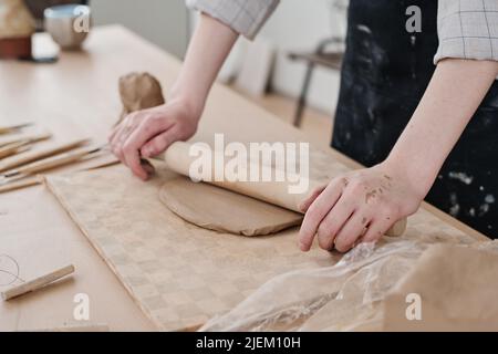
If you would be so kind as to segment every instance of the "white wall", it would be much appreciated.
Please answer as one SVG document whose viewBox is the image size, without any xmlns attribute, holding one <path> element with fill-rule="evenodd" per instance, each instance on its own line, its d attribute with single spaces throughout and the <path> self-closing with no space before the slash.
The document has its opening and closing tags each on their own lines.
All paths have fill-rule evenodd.
<svg viewBox="0 0 498 354">
<path fill-rule="evenodd" d="M 95 24 L 121 23 L 183 58 L 188 41 L 185 0 L 90 0 Z"/>
<path fill-rule="evenodd" d="M 291 97 L 300 93 L 305 65 L 288 59 L 289 51 L 314 51 L 319 41 L 341 34 L 331 0 L 282 0 L 260 35 L 278 48 L 272 87 Z M 339 73 L 315 69 L 309 104 L 332 113 L 339 92 Z"/>
<path fill-rule="evenodd" d="M 333 11 L 339 2 L 344 12 Z M 272 42 L 278 51 L 271 86 L 274 91 L 298 97 L 305 73 L 305 64 L 288 59 L 289 51 L 314 51 L 324 38 L 345 34 L 345 7 L 347 0 L 281 0 L 279 8 L 262 28 L 258 38 Z M 197 15 L 191 15 L 191 28 Z M 258 40 L 258 39 L 257 39 Z M 240 40 L 224 66 L 221 76 L 226 79 L 240 65 L 250 42 Z M 309 105 L 332 114 L 339 93 L 339 73 L 315 69 L 309 92 Z"/>
</svg>

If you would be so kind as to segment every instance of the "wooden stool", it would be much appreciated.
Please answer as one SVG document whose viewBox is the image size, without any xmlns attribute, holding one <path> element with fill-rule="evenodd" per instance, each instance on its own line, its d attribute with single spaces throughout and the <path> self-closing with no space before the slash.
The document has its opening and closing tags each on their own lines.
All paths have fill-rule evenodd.
<svg viewBox="0 0 498 354">
<path fill-rule="evenodd" d="M 314 51 L 314 53 L 289 53 L 291 60 L 302 60 L 308 63 L 307 73 L 304 76 L 304 82 L 301 88 L 301 94 L 298 101 L 298 107 L 295 110 L 295 115 L 293 119 L 293 125 L 297 127 L 301 126 L 302 116 L 304 108 L 307 106 L 308 91 L 310 88 L 311 77 L 313 71 L 317 66 L 323 66 L 331 70 L 341 70 L 342 60 L 344 56 L 343 51 L 326 51 L 326 46 L 330 44 L 343 44 L 344 41 L 339 38 L 330 38 L 321 41 Z"/>
</svg>

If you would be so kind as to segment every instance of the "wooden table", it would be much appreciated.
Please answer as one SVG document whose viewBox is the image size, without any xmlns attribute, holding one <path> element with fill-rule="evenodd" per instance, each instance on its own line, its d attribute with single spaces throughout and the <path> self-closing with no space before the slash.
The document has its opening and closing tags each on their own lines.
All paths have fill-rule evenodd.
<svg viewBox="0 0 498 354">
<path fill-rule="evenodd" d="M 43 34 L 38 40 L 49 43 Z M 0 125 L 37 121 L 59 138 L 104 139 L 120 113 L 117 80 L 121 75 L 148 71 L 168 87 L 179 65 L 176 59 L 124 28 L 95 29 L 84 52 L 62 53 L 56 64 L 0 63 Z M 253 117 L 258 117 L 258 122 L 264 119 L 266 126 L 255 126 Z M 230 131 L 232 139 L 241 142 L 272 140 L 282 135 L 289 140 L 305 140 L 300 131 L 231 90 L 216 85 L 199 131 L 212 134 L 220 122 Z M 336 156 L 352 168 L 357 167 L 339 153 Z M 439 216 L 442 222 L 484 238 L 449 216 L 426 208 Z M 0 195 L 0 254 L 14 258 L 23 278 L 69 262 L 76 267 L 73 280 L 8 303 L 0 302 L 0 331 L 84 324 L 73 317 L 76 306 L 73 300 L 77 293 L 90 296 L 92 323 L 106 323 L 114 331 L 154 330 L 86 238 L 42 186 Z"/>
</svg>

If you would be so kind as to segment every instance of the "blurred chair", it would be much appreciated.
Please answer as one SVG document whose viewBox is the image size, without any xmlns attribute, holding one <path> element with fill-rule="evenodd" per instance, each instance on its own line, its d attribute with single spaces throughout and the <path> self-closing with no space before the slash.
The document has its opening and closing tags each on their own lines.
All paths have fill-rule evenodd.
<svg viewBox="0 0 498 354">
<path fill-rule="evenodd" d="M 329 49 L 333 44 L 334 49 Z M 302 116 L 307 106 L 307 97 L 310 88 L 313 71 L 318 66 L 330 70 L 340 71 L 342 60 L 344 56 L 344 39 L 333 37 L 321 41 L 317 50 L 312 53 L 289 53 L 289 58 L 293 61 L 304 61 L 308 64 L 304 82 L 302 84 L 301 94 L 298 101 L 293 124 L 297 127 L 301 126 Z"/>
</svg>

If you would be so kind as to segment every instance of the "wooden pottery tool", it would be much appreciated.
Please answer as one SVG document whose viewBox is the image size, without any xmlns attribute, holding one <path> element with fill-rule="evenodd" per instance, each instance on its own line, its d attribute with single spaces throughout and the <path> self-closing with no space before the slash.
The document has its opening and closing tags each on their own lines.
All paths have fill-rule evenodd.
<svg viewBox="0 0 498 354">
<path fill-rule="evenodd" d="M 43 135 L 27 137 L 27 138 L 13 142 L 11 144 L 3 145 L 2 147 L 0 147 L 0 159 L 12 156 L 12 155 L 25 153 L 27 150 L 29 150 L 31 148 L 30 147 L 31 145 L 39 143 L 39 142 L 50 139 L 50 137 L 51 137 L 51 134 L 43 134 Z"/>
<path fill-rule="evenodd" d="M 29 145 L 29 144 L 48 140 L 51 137 L 52 137 L 52 134 L 50 134 L 50 133 L 35 134 L 35 135 L 20 135 L 20 136 L 1 139 L 0 147 L 6 147 L 7 145 L 17 144 L 17 143 L 25 143 L 27 145 Z"/>
<path fill-rule="evenodd" d="M 2 292 L 2 299 L 3 301 L 9 301 L 11 299 L 21 296 L 25 293 L 37 291 L 39 289 L 42 289 L 54 281 L 64 278 L 65 275 L 74 273 L 74 266 L 66 266 L 64 268 L 58 269 L 51 273 L 44 274 L 42 277 L 39 277 L 37 279 L 33 279 L 31 281 L 28 281 L 25 283 L 22 283 L 20 285 L 13 287 L 4 292 Z"/>
<path fill-rule="evenodd" d="M 3 162 L 0 162 L 0 173 L 72 150 L 76 147 L 86 145 L 89 142 L 89 139 L 80 139 L 70 143 L 58 144 L 44 149 L 15 156 L 15 158 L 6 159 Z"/>
<path fill-rule="evenodd" d="M 12 125 L 12 126 L 0 126 L 0 135 L 3 134 L 11 134 L 11 133 L 17 133 L 19 131 L 22 131 L 25 127 L 32 126 L 33 123 L 24 123 L 24 124 L 19 124 L 19 125 Z"/>
<path fill-rule="evenodd" d="M 12 155 L 25 153 L 29 149 L 30 147 L 25 146 L 23 142 L 0 147 L 0 159 L 10 157 Z"/>
<path fill-rule="evenodd" d="M 196 160 L 196 157 L 193 157 L 190 154 L 190 144 L 176 142 L 172 144 L 166 153 L 164 154 L 165 162 L 167 166 L 177 174 L 189 176 L 190 166 Z M 214 152 L 216 159 L 222 160 L 224 156 L 221 152 Z M 220 156 L 219 156 L 220 155 Z M 218 156 L 218 158 L 216 157 Z M 252 167 L 251 167 L 252 166 Z M 271 169 L 269 171 L 269 176 L 276 176 L 274 169 L 269 166 L 256 166 L 253 163 L 248 163 L 248 168 L 258 168 L 258 170 L 262 169 Z M 203 180 L 205 183 L 229 189 L 231 191 L 246 195 L 259 200 L 267 201 L 269 204 L 302 214 L 302 210 L 299 208 L 300 204 L 307 198 L 314 188 L 320 187 L 322 183 L 309 179 L 308 180 L 308 191 L 303 194 L 290 194 L 289 187 L 290 183 L 288 181 L 229 181 L 227 179 L 222 181 L 217 181 L 215 179 L 215 168 L 211 168 L 211 176 L 208 180 Z M 249 174 L 242 174 L 249 176 Z M 287 174 L 289 177 L 289 174 Z M 292 176 L 292 178 L 288 178 L 288 180 L 299 180 L 299 176 Z M 402 219 L 397 221 L 387 232 L 387 236 L 401 236 L 406 230 L 407 220 Z"/>
<path fill-rule="evenodd" d="M 0 194 L 7 192 L 7 191 L 13 191 L 31 186 L 37 186 L 43 183 L 43 176 L 33 176 L 33 177 L 27 177 L 24 179 L 18 180 L 18 181 L 11 181 L 6 185 L 0 185 Z"/>
<path fill-rule="evenodd" d="M 32 164 L 24 165 L 13 170 L 9 170 L 0 176 L 0 186 L 8 185 L 19 179 L 39 174 L 44 170 L 49 170 L 55 167 L 61 167 L 71 163 L 81 160 L 84 157 L 92 156 L 102 152 L 102 147 L 87 147 L 81 148 L 74 152 L 69 152 L 60 155 L 55 155 Z"/>
</svg>

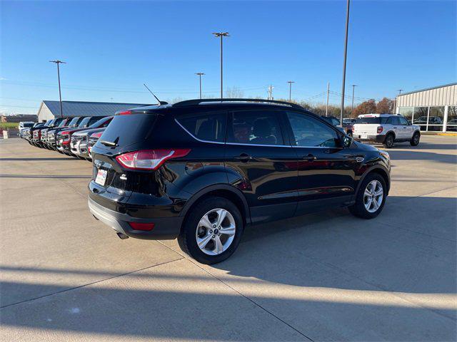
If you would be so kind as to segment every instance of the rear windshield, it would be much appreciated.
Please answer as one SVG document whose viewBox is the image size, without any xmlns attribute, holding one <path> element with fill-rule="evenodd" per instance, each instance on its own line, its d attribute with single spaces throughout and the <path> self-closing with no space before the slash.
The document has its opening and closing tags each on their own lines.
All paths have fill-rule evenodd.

○ ○ ○

§ OBJECTIVE
Pull out every line from the one with "windshield, it would be much appreciated." to the end of the listing, and output only those.

§ SOLUTION FOR THIS TASK
If you would be so kind as to segment every instance of the rear windshield, it would be much appreciated.
Please answer as one SVG document whose viewBox is the image size, without any xmlns attribute, holding one <path> element with fill-rule="evenodd" per instance, each instance on its own line, its d attribute with single spaces throughout and the <path> self-closing with no space before the slash.
The document has its opening and closing tags each on their own lines.
All paths have fill-rule evenodd.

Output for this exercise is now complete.